| Selected extract |
···
Best Intentions by Erika Raskin is a captivating domestic suspense novel that weaves together high-stakes hospital politics, the pressures of family life, and the consequences of trying to do the right thing, particularly in a city with a history as fraught as Richmond's.
Erika Raskin’s sophomore effort, Best Intentions, is a fast-paced, chilling story about family, motherhood, and the failure of a marriage. The novel begins at the end and at the beginning. It’s a first-person narrative told by Marti Trailor, and the first thing we know about her is she’s entangled in a murder trial. The second thing we know about her is that she’s the loving mother of three children and the wife of a successful OB-GYN in Richmond, Virginia. What we don’t know is the full truth, which lies between the two narratives as the story unfolds. We’re going from future to past in one timeline and from past to future in the other.
It may sound confusing, but it isn’t. As these two stories are told by Marti in parallel, there’s a sense of foreboding because we don’t yet know what happened at the point where these two timelines connect. It’s a beautifully executed plot device that is extremely effective because of the stark contrast between the two. In one timeline, we know Marti has been accused of murder. In the other, she’s a loving mother and frustrated wife. Completely relatable to the core as she constantly worries about the attractive young nurses at her husband’s job, among other things. Marti is an extremely likable character, and I found her humor despite her troubles endearing:
My personal backup singers, the Anxieties, roused. They crooned concern about the sitter’s references not really being legit, then finished with a flourish about me hiring someone shady to take a job my family didn’t want me to have in the first place.
Marti has taken a job as a social worker at the same hospital where her husband works. She and her boss, Win, provide assistance to young mothers—many of whom are in trouble or have no one else to guide them—and she’s very good at it.
···
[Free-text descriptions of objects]
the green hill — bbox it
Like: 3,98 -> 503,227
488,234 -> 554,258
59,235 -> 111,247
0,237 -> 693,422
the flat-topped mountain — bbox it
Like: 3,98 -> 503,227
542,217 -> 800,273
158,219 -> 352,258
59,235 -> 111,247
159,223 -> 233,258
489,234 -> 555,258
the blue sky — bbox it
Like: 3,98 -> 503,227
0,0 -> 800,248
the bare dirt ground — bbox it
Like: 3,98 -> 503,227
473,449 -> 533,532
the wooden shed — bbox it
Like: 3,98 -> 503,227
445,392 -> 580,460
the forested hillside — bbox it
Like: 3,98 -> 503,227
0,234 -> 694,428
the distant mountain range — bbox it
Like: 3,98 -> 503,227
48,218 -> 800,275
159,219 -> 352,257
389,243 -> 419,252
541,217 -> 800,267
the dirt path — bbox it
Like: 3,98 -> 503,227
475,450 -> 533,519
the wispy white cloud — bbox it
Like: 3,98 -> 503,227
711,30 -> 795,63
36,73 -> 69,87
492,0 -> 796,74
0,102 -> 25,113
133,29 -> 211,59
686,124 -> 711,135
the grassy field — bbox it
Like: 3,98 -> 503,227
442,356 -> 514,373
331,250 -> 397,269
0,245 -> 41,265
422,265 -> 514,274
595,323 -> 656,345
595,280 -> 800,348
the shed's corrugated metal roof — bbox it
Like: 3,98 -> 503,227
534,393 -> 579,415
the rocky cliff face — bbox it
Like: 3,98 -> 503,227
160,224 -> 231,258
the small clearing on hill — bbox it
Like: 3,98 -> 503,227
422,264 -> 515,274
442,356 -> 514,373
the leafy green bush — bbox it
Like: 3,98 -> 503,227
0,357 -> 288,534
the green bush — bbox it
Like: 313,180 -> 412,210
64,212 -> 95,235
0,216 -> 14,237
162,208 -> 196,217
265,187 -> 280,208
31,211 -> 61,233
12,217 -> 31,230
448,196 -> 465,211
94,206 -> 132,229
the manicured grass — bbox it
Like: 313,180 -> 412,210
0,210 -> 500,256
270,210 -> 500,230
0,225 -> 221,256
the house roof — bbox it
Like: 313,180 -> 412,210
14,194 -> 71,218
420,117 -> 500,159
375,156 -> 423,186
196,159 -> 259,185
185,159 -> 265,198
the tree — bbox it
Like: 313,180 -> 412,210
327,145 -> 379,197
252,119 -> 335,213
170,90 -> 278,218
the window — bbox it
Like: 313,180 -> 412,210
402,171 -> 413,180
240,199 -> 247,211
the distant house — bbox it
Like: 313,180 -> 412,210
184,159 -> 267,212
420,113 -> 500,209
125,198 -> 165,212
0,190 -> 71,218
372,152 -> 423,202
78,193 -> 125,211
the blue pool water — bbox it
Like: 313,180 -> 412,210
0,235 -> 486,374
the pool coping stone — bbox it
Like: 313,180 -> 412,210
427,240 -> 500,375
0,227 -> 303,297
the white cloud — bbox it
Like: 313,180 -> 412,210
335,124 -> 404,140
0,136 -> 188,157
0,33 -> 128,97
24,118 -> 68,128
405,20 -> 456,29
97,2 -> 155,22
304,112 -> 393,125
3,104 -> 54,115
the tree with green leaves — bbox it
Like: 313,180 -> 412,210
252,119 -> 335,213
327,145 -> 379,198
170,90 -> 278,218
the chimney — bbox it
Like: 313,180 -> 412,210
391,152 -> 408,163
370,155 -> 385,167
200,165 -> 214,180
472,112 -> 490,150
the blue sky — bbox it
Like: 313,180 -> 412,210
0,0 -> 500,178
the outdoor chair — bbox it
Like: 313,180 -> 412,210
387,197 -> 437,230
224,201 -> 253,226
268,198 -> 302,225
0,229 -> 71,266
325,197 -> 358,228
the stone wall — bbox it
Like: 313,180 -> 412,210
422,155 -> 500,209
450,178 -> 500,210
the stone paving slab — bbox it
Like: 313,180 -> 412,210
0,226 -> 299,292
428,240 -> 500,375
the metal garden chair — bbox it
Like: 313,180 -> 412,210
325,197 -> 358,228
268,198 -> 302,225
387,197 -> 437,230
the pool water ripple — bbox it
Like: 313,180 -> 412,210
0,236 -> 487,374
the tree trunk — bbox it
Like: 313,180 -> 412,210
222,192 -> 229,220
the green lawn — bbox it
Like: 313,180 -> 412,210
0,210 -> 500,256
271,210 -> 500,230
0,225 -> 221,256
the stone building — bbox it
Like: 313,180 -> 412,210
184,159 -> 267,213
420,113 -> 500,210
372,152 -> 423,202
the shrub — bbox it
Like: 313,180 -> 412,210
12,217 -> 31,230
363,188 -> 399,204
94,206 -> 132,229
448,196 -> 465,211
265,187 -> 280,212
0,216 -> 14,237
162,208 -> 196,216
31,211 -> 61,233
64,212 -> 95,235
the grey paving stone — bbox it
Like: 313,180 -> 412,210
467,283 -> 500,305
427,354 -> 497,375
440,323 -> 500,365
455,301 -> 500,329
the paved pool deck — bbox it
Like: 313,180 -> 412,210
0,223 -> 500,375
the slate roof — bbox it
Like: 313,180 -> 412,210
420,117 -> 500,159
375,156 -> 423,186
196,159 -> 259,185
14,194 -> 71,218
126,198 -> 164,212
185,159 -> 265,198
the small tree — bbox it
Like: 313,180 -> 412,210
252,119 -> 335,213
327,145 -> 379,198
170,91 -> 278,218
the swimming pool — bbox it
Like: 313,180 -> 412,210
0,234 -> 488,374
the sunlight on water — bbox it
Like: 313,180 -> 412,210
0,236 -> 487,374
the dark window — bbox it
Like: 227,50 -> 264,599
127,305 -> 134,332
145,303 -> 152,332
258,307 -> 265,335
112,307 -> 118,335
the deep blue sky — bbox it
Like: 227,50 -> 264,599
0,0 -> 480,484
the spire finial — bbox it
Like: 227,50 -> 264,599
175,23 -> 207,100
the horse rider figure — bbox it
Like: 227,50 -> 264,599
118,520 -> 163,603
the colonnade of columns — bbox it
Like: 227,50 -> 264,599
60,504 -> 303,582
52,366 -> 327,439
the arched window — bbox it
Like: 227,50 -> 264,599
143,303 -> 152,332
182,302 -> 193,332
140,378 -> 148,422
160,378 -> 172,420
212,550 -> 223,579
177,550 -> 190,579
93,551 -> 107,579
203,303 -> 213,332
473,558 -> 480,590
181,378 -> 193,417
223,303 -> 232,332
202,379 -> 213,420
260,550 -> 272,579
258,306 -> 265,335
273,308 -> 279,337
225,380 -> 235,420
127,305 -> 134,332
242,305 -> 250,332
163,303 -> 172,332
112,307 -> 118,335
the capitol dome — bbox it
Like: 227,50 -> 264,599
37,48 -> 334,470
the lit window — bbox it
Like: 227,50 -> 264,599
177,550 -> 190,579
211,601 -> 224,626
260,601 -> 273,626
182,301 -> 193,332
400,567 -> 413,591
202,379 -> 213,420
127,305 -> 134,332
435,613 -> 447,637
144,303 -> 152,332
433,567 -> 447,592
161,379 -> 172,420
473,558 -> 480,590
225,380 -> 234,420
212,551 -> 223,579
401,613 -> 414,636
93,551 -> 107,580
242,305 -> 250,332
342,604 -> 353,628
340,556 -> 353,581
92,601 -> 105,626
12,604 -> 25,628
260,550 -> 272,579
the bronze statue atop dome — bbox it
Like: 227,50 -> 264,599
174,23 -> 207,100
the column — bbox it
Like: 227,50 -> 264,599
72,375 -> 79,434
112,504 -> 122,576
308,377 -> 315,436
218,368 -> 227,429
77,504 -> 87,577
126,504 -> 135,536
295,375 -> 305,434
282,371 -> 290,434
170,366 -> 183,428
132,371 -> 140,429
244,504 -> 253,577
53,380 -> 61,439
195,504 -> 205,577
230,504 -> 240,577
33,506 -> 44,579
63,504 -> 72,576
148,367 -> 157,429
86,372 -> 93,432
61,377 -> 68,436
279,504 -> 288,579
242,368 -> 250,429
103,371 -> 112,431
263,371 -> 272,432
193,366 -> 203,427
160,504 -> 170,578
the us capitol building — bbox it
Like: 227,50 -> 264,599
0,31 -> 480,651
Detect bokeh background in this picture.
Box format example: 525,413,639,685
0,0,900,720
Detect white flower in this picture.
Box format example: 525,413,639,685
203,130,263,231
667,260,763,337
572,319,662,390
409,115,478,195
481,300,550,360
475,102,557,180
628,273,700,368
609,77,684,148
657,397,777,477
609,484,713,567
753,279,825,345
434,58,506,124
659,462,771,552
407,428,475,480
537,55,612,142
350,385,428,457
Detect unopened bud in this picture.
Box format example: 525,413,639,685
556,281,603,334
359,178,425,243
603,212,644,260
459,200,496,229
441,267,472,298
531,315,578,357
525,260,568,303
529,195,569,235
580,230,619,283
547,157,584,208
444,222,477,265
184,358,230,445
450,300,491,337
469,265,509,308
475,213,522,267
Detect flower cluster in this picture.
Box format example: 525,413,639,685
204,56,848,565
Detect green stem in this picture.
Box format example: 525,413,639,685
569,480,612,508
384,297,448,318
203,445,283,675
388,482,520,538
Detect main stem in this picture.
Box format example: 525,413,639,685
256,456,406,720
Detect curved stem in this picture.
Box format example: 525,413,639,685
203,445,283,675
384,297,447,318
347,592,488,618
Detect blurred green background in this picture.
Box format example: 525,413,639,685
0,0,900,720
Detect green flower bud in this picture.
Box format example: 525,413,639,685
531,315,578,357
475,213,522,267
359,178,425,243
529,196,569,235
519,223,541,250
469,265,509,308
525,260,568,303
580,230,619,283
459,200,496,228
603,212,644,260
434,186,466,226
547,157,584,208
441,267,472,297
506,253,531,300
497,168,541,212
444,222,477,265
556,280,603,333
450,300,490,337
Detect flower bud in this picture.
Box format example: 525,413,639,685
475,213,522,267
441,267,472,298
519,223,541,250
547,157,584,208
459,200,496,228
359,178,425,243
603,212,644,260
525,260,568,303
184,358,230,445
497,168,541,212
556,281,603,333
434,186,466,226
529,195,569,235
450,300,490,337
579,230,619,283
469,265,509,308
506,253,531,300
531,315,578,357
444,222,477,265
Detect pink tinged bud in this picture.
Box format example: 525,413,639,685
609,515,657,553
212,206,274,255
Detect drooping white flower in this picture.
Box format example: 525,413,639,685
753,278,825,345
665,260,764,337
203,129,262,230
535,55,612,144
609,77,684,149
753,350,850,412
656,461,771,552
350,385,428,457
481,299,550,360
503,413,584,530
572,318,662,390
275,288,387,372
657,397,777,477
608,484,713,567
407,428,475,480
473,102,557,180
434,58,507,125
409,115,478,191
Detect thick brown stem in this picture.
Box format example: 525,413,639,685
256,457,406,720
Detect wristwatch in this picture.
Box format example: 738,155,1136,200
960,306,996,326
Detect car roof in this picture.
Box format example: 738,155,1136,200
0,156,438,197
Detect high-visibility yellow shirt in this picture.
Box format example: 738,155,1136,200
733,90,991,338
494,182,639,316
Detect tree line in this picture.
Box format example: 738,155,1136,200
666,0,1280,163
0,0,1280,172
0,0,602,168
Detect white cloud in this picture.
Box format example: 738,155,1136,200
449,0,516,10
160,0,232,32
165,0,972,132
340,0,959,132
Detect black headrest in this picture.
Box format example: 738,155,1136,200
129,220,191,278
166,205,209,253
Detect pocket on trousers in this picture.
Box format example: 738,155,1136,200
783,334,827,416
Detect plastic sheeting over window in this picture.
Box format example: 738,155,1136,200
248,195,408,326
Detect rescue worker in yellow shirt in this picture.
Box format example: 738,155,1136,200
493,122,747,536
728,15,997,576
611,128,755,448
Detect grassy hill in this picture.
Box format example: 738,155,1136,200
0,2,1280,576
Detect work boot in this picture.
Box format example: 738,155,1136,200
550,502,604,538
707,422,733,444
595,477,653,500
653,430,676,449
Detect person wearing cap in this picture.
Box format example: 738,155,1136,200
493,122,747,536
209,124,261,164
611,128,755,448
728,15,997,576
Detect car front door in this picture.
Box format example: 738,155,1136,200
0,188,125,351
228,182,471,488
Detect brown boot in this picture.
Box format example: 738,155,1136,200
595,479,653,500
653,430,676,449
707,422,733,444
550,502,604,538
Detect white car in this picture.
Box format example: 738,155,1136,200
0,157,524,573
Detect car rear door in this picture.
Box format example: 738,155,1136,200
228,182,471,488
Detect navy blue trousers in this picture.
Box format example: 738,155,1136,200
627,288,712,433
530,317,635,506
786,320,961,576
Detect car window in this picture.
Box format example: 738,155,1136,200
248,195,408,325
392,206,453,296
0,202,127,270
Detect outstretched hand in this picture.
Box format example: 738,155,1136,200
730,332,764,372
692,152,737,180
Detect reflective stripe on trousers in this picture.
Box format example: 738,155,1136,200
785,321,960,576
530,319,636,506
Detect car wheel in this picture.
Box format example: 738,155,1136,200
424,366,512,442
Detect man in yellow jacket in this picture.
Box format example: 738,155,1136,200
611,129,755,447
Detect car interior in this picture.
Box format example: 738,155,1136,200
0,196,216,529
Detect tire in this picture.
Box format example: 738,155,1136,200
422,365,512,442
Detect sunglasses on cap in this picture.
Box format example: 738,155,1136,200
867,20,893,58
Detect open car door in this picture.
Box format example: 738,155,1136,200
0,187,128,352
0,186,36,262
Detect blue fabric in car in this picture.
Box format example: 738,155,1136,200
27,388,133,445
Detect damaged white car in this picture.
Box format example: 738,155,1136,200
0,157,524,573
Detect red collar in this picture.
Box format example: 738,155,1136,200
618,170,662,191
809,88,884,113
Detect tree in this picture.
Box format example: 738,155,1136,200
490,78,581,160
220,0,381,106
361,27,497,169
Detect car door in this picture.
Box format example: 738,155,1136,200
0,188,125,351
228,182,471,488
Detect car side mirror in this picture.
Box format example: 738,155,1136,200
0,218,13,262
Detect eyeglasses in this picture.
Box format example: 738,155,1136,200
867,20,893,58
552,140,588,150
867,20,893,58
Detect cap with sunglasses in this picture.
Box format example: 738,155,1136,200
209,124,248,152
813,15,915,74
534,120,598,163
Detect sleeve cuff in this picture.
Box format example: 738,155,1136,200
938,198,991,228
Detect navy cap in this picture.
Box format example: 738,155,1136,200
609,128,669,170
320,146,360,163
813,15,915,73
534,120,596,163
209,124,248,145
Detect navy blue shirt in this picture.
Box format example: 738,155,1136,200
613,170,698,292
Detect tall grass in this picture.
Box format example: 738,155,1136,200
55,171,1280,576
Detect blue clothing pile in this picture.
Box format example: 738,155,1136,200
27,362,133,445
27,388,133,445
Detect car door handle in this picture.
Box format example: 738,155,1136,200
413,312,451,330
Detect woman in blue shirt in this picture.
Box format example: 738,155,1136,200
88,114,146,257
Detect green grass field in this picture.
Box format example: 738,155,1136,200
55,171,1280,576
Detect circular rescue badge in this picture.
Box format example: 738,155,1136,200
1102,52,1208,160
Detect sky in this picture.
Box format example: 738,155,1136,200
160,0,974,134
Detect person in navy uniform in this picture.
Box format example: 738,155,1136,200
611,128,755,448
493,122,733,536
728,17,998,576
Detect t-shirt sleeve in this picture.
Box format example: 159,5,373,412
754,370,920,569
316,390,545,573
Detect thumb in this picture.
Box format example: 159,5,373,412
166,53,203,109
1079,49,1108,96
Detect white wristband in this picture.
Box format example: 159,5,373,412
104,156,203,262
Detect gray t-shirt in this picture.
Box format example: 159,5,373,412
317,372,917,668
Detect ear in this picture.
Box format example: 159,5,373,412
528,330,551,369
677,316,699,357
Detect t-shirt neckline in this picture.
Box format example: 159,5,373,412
···
| Parts of the exercise |
• A. Edit the review of Best Intentions by reproducing everything from "Best Intentions by" down to "fraught as Richmond's.", with "captivating" replaced by "gripping".
• B. According to the review of Best Intentions, what job does Marti take?
These entries have no connection to the review of Best Intentions.

| Answers for the tasks |
• A.
Best Intentions by Erika Raskin is a gripping domestic suspense novel that weaves together high-stakes hospital politics, the pressures of family life, and the consequences of trying to do the right thing, particularly in a city with a history as fraught as Richmond's.

• B. She works as a social worker at the same hospital as her husband.